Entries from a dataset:
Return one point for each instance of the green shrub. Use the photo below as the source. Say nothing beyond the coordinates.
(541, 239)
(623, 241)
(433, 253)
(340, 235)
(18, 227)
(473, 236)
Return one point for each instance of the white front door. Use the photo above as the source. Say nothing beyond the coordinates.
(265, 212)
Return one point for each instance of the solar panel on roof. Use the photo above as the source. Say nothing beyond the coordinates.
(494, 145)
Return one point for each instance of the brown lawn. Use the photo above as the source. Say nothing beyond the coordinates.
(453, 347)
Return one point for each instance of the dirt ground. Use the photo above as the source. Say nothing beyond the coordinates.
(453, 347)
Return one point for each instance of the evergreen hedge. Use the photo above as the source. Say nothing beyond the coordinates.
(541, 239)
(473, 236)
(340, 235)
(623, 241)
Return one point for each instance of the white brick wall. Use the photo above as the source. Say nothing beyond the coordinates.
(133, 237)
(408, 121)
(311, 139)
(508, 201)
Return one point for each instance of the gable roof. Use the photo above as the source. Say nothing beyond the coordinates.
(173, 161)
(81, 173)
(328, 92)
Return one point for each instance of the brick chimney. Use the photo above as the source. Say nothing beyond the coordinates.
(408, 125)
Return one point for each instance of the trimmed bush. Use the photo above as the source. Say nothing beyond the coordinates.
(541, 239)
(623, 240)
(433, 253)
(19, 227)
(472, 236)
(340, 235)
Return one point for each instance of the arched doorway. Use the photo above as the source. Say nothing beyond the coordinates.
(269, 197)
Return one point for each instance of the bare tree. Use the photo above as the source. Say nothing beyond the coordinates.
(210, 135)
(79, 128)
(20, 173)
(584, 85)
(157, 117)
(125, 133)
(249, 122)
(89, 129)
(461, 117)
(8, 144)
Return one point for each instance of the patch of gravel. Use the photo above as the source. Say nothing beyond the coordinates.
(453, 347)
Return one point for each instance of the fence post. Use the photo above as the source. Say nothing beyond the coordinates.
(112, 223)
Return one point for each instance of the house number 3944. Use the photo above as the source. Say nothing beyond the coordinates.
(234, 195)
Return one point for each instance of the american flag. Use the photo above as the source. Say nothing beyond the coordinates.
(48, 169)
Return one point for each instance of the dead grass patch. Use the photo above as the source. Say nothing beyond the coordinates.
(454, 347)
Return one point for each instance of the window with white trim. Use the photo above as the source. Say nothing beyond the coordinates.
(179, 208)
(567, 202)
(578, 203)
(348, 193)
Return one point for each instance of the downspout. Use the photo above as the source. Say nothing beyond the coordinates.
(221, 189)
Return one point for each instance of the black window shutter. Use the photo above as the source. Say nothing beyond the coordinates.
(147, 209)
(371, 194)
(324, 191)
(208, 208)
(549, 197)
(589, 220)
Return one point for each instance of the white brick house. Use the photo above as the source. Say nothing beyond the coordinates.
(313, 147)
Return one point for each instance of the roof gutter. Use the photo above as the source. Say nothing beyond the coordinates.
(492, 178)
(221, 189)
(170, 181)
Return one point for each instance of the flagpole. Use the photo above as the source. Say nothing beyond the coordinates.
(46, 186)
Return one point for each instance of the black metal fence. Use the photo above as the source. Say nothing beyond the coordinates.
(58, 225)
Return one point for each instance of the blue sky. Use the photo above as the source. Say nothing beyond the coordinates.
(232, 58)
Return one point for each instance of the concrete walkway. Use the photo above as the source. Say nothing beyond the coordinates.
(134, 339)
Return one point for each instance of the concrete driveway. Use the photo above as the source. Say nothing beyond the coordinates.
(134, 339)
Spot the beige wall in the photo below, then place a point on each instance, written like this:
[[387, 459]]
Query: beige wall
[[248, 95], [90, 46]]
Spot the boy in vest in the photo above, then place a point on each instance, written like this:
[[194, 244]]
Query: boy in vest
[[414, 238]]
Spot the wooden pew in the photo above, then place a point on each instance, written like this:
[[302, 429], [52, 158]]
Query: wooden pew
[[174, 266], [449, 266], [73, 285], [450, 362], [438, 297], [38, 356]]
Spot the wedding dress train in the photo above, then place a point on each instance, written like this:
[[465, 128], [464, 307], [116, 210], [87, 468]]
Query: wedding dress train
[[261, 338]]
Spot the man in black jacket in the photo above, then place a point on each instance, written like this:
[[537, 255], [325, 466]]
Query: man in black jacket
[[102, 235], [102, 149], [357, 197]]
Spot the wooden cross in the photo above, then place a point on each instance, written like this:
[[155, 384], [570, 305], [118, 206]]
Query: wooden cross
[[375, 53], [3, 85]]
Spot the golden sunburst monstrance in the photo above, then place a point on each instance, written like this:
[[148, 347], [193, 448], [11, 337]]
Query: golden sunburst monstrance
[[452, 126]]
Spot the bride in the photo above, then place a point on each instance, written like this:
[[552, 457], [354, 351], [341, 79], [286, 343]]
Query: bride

- **What to produce**: Recast these records as a JSON list of strings, one string per line, leaving out blank lines.

- **Problem solution**:
[
  "Return one point for each instance of the green shrub. Use the photo below as the source. Say nothing beyond the coordinates.",
  "(541, 239)",
  "(623, 241)",
  "(433, 253)",
  "(340, 235)",
  "(18, 227)",
  "(473, 236)",
  "Return one point for each instance of the white front door. Use the photo above as the source. Say nothing beyond the coordinates.",
  "(265, 212)",
  "Return one point for each instance of the solar panel on roof. Use the photo above as the source. Say nothing beyond the coordinates.",
  "(494, 145)",
  "Return one point for each instance of the brown lawn. Use the photo above as the source. Say nothing beyond the coordinates.",
  "(453, 347)",
  "Return one point for each instance of the dirt ground. Use the photo above as the source. Say nothing beyond the coordinates.",
  "(453, 347)",
  "Return one point for each instance of the evergreen hedge. Use the photo above as the source. Say nothing beyond the coordinates.",
  "(541, 239)",
  "(473, 236)",
  "(340, 235)",
  "(623, 241)",
  "Return one point for each instance of the white brick wall. Use the photo above as the source. Say nothing beyond the coordinates.",
  "(133, 237)",
  "(408, 121)",
  "(311, 139)",
  "(508, 201)",
  "Return one point for each instance of the gable roof. Use the photo above as the source. Say nothing beyond the coordinates.",
  "(173, 161)",
  "(81, 173)",
  "(328, 92)",
  "Return one point for each instance of the brick chimney. Use the photo above as the source. Say nothing beyond the coordinates.",
  "(408, 125)",
  "Return one point for each instance of the trimmed bush. Use the photo above as the source. Say nothing beyond the coordinates.",
  "(541, 239)",
  "(623, 240)",
  "(433, 253)",
  "(19, 227)",
  "(472, 236)",
  "(340, 235)",
  "Return one point for each instance of the arched doorway. Use the photo above as the source. Say nothing beyond the coordinates.",
  "(269, 197)",
  "Return one point for each instance of the bare tree. Use the photo above as the source. Say nothing beyond the coordinates.",
  "(210, 135)",
  "(79, 128)",
  "(20, 173)",
  "(584, 85)",
  "(157, 117)",
  "(125, 133)",
  "(249, 122)",
  "(89, 129)",
  "(461, 117)",
  "(8, 144)",
  "Return one point for each instance of the patch of gravel. Use the photo above as the source. Say nothing beyond the coordinates.",
  "(453, 347)",
  "Return one point for each instance of the fence post. Use the photo above as the source. Say nothing beyond the coordinates.",
  "(112, 223)",
  "Return one point for each instance of the house number 3944. Use the photo above as the source. Say nothing beyond the coordinates.",
  "(234, 195)",
  "Return one point for each instance of the american flag. Use the photo above as the source. Say nothing beyond the coordinates.",
  "(48, 169)",
  "Return one point for each instance of the dead grass patch. Use the photo above as the source. Say nothing beyond the coordinates.",
  "(454, 347)",
  "Return one point for each instance of the window with white trim. Use the photo above as the source. Say nothing beyond the coordinates.",
  "(179, 208)",
  "(567, 202)",
  "(578, 203)",
  "(348, 193)",
  "Return one point for each instance of the downspout. Use the photo above as the source. Say nothing beyond the coordinates.",
  "(221, 189)",
  "Return one point for each instance of the black window shutter. Use the photo above as the source. Say nothing beyond the coordinates.",
  "(147, 209)",
  "(371, 194)",
  "(324, 191)",
  "(208, 208)",
  "(549, 197)",
  "(589, 220)",
  "Return one point for each instance of the white brick house. Use the photo above as the source. Say nothing beyond the coordinates.",
  "(313, 147)",
  "Return one point for each instance of the roof gutter. Use the photo above as the source. Say nothing beyond the coordinates.",
  "(492, 178)",
  "(221, 189)",
  "(170, 181)",
  "Return one point for each instance of the flagpole. Use the photo above as the source. Say nothing beyond the coordinates.",
  "(46, 186)",
  "Return one point for each instance of the black metal fence. Use the photo above as the source. Say nothing beyond the coordinates.",
  "(58, 225)",
  "Return one point for each instance of the blue sky. Use the photo above as the source. Say nothing beyond the coordinates.",
  "(232, 58)",
  "Return one point for each instance of the concrete walkway. Use the photo above as the source. Say nothing beyond the coordinates.",
  "(134, 339)",
  "Return one point for each instance of the concrete driveway. Use the photo above as the source. Say nothing beyond the coordinates.",
  "(134, 339)",
  "Spot the beige wall in the photo below, then place a point on each instance, written like this:",
  "[[387, 459]]",
  "Query: beige wall",
  "[[248, 95], [90, 46]]",
  "Spot the boy in vest in the photo above, then place a point on each instance, written like this:",
  "[[194, 244]]",
  "Query: boy in vest",
  "[[414, 238]]",
  "Spot the wooden pew in the photo above, then place a point on each instance, written like this:",
  "[[302, 429], [52, 158]]",
  "Query: wooden pew",
  "[[174, 266], [449, 266], [73, 285], [450, 362], [438, 297], [38, 356]]",
  "Spot the wedding dress train in the photo above, then place a point on each instance, written like this:",
  "[[465, 128], [464, 307], [116, 210], [87, 468]]",
  "Query: wedding dress train",
  "[[261, 338]]",
  "Spot the man in black jacket in the photo above, then place a point on each instance, written like this:",
  "[[537, 255], [325, 466]]",
  "Query: man in black jacket",
  "[[102, 235], [102, 149], [357, 197]]",
  "Spot the wooden cross in the photo above, then place a point on each instance, written like this:",
  "[[155, 384], [570, 305], [118, 206]]",
  "Query: wooden cross",
  "[[375, 53], [3, 85]]",
  "Spot the golden sunburst monstrance in the photo above, then place a point on each instance, written like this:",
  "[[148, 347], [193, 448], [11, 337]]",
  "Query: golden sunburst monstrance",
  "[[452, 126]]",
  "Spot the bride in the photo above, then place a point on each instance, written like this:",
  "[[552, 457], [354, 351], [341, 79], [286, 343]]",
  "Query: bride"
]